Can you copy out the data exactly? Leave the images out.

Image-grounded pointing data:
######

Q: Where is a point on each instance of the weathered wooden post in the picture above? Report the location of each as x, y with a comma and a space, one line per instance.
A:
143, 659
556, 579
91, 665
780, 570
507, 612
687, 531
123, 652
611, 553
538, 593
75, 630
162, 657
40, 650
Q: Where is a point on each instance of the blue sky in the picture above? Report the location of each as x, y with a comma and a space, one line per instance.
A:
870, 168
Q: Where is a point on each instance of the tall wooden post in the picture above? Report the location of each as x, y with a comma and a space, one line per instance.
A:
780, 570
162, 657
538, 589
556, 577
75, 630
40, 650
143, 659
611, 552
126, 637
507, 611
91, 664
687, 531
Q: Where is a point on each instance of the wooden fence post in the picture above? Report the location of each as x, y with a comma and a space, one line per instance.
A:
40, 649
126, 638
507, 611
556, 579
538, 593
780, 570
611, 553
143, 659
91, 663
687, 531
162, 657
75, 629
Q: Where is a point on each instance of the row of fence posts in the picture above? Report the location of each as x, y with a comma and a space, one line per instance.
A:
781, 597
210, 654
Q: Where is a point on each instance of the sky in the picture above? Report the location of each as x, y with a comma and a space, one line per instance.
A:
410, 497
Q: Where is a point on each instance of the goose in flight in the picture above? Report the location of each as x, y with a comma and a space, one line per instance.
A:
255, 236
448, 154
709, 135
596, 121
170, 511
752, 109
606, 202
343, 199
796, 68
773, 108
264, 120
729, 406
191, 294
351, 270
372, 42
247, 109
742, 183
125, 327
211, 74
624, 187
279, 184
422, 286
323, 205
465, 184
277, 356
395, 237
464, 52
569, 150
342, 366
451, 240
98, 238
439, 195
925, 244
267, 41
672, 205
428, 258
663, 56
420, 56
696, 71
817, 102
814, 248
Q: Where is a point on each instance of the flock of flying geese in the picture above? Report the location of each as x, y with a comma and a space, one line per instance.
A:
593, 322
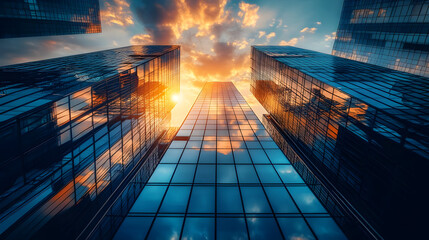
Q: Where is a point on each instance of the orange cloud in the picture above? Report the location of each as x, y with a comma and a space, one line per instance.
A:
249, 14
330, 37
141, 39
271, 35
291, 42
309, 30
117, 13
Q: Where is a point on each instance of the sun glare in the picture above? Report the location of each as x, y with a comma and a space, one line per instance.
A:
175, 97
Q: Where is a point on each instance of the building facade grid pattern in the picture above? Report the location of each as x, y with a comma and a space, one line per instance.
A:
223, 177
96, 117
387, 33
357, 122
27, 18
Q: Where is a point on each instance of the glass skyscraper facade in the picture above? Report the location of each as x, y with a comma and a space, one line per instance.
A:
74, 131
28, 18
360, 129
223, 177
388, 33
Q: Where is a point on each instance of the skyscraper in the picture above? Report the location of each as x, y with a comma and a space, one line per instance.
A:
223, 177
74, 131
388, 33
360, 129
28, 18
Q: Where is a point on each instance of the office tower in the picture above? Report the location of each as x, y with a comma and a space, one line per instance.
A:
73, 132
360, 129
223, 177
29, 18
388, 33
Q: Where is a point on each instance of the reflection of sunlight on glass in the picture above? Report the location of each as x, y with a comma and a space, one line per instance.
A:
175, 97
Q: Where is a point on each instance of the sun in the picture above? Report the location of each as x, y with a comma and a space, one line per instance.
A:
175, 97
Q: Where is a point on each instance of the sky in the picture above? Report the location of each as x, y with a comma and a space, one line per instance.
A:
215, 37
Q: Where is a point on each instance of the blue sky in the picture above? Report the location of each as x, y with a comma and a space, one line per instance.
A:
215, 36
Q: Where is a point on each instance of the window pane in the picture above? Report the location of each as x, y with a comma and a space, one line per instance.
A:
263, 228
198, 228
254, 200
276, 156
134, 228
162, 173
267, 174
166, 228
205, 174
229, 200
258, 156
306, 201
184, 173
295, 228
176, 199
190, 156
226, 174
202, 200
288, 174
207, 156
280, 200
231, 228
149, 199
326, 228
171, 156
247, 174
241, 156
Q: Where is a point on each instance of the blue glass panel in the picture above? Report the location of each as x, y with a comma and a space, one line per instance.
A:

######

• _WRITTEN SOLUTION_
Q: Where is a point on each instance of the weathered wooden post in the picture above? Report the location of each as x, y with a comma and a space, one line per instance.
A:
143, 659
556, 579
91, 665
780, 570
507, 612
687, 531
123, 652
611, 553
538, 593
75, 630
162, 657
40, 650
Q: Where is a point on each instance of the blue sky in the picture above? Report the location of each as x, y with a comma and a space, one line per instance.
A:
870, 168
Q: Where is a point on each instance of the tall wooden post in the picture above? Report the location of each as x, y with a comma and a space, one line per instance.
A:
780, 570
162, 657
538, 589
556, 577
75, 630
40, 650
143, 659
611, 552
126, 637
507, 611
91, 664
687, 531
Q: Where is a point on each instance of the wooden fence post in the picture above? Report the location of each as x, y with a comma and a space, one line per instance.
A:
40, 649
126, 638
507, 611
556, 579
538, 593
780, 570
611, 553
143, 659
91, 663
687, 531
162, 657
75, 629
Q: Where is a point on each instance of the row of fence posts in the picture above? Report the location of each as x, y with a comma and a space, one line per instance.
A:
781, 597
210, 654
Q: Where is a point on each instance of the sky in the picture above? Report the location of each as x, y with a comma and a space, one line per instance.
A:
410, 497
Q: Where is a point on each instance of the goose in flight in the picture above? Report the location of each as x, y with a comma and a space, one line per instance.
A:
255, 236
448, 154
709, 135
596, 121
170, 511
752, 109
606, 202
343, 199
796, 68
773, 108
264, 120
729, 406
191, 294
351, 270
372, 42
247, 109
742, 183
125, 327
211, 74
624, 187
279, 184
422, 286
323, 205
465, 184
277, 356
395, 237
464, 52
569, 150
342, 366
451, 240
98, 238
439, 195
925, 244
267, 41
672, 205
428, 258
663, 56
420, 56
696, 71
817, 102
814, 248
Q: Where is a point on each instance of the flock of flying geese in the picture above? Report the location of each as x, y with a comma and a space, one line per instance.
A:
593, 322
Q: Where is a point on each instance of the orange cloud in the picture above? Report the location of each as x, y with a comma and a space, one line per instance.
A:
249, 14
330, 37
141, 39
271, 35
291, 42
309, 30
117, 13
Q: Where is a point on each instance of the sun glare in the picture above? Report the location of each as x, y with a comma and a space, one line per instance.
A:
175, 97
Q: Where is a point on each instance of the building facade grid pattern in the picture above? Report the location of each as x, y with a comma and a space, one line per instance.
A:
223, 177
96, 117
387, 33
357, 122
27, 18
Q: Where is a point on each instance of the glass skyscraper facade in the picture above? Report the location of each as x, y with a comma and a space, one line per instance.
A:
74, 131
28, 18
360, 129
223, 177
388, 33
Q: Where is a point on each instance of the skyscraper in the picture above? Report the location of each as x, y with a comma and a space, one line per instance.
A:
223, 177
74, 131
388, 33
360, 129
28, 18
Q: Where is a point on each instance of the office tower in the picture above? Report the location of each as x, y with a comma and a space, one line per instance.
A:
73, 132
360, 129
223, 177
29, 18
388, 33
Q: Where is a point on each instance of the reflection of sunlight on glass in the picture above? Report the location of each as x, y with a comma and a space, one line per instance.
A:
175, 97
Q: Where is a point on each instance of the sun in the picture above? Report the location of each as x, y with a comma and a space, one line per instance.
A:
175, 97
Q: Where is a point on each instance of the sky in the picture above? Report the location of each as x, y with a comma and a space, one line per instance.
A:
215, 37
Q: Where is a point on each instance of the blue sky in the picture above? Report the location of each as x, y with a comma and a space, one line per instance.
A:
215, 36
Q: Where is a point on each instance of the window pane in the picture above? Report the location of each as x, y with a comma and a space, one line per instance.
A:
263, 228
198, 228
254, 200
276, 156
134, 228
162, 173
267, 174
166, 228
205, 174
229, 200
258, 156
306, 201
184, 173
295, 228
176, 199
190, 156
226, 174
202, 200
288, 174
207, 156
280, 200
231, 228
149, 199
326, 228
171, 156
247, 174
241, 156
Q: Where is a point on each instance of the blue glass panel in the picture above? Report the location of each as x, y with a comma and a space, one line per instance.
A:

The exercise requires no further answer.